Exercise directions:
Word for word, restate every line of the listing that follows.

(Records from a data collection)
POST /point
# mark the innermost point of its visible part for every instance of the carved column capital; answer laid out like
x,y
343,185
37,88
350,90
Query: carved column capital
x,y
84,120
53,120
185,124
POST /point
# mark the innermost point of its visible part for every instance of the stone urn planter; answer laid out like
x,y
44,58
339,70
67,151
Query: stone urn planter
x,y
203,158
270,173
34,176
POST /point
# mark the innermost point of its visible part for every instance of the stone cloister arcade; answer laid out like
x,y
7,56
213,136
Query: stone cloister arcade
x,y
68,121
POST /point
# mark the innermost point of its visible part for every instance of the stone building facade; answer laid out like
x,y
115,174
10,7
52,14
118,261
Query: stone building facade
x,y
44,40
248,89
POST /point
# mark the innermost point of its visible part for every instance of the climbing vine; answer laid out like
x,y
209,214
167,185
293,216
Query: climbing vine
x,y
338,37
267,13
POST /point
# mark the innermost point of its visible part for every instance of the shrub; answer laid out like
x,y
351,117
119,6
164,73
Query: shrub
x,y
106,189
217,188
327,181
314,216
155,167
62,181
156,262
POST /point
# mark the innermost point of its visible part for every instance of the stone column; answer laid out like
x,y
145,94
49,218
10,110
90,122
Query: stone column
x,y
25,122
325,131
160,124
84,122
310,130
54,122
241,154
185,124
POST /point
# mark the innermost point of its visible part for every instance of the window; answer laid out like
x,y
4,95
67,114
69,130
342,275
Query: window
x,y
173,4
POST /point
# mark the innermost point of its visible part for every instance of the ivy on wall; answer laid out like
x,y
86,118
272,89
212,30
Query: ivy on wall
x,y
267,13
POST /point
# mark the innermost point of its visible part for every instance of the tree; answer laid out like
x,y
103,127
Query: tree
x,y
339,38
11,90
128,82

Output:
POST /point
# mark the innermost point of its visible part for every instance of the carved column capital; answer laid out like
x,y
343,185
37,88
350,90
Query: carved column capital
x,y
84,120
53,120
185,124
POST /point
# mark the innermost point of its visible part for every instance of the stone urn planter; answer laid out like
x,y
44,58
339,70
67,151
Query: stone urn planter
x,y
203,158
270,173
34,176
POST /point
# mark the innermost point of its visible part for every instance of the stone cloister arcade; answer laid out like
x,y
7,56
213,136
Query: stone cloister arcade
x,y
68,121
POST /point
# mark the innermost point of its visible part for every instance of the stone building facade; answer laid out like
x,y
115,174
10,7
52,14
118,261
Query: stone building facade
x,y
44,40
248,89
POST /point
# mark the innermost point of its visible part for every instance of the climbing vine; answer laid out like
x,y
209,214
167,185
293,216
Query: climbing vine
x,y
338,37
267,13
POST /point
# mark the innermost point of its visible part for every instance of the shrub; answer laid out like
x,y
351,117
119,6
164,73
Query: shrub
x,y
106,189
217,188
327,181
314,216
155,167
62,181
156,262
POST /point
# mark the innermost point of its visible part for every instance of the stone column; answer laid out like
x,y
145,94
49,218
10,110
90,122
Query: stone column
x,y
25,122
325,131
160,124
84,122
310,130
54,122
241,154
185,124
POST /point
# mark the innermost point of its visible part for every instance of the window; answer laid out like
x,y
4,95
67,114
69,130
342,275
Query: window
x,y
173,4
POST /point
# mark the innermost point of its visible part for every instance of the ivy on wall; answer laid out like
x,y
86,118
272,89
212,30
Query: ivy on wall
x,y
267,13
POST /point
# mark the innermost point of its visible part for every instance of the tree; answer laid out like
x,y
103,127
Query: tree
x,y
339,38
11,90
128,82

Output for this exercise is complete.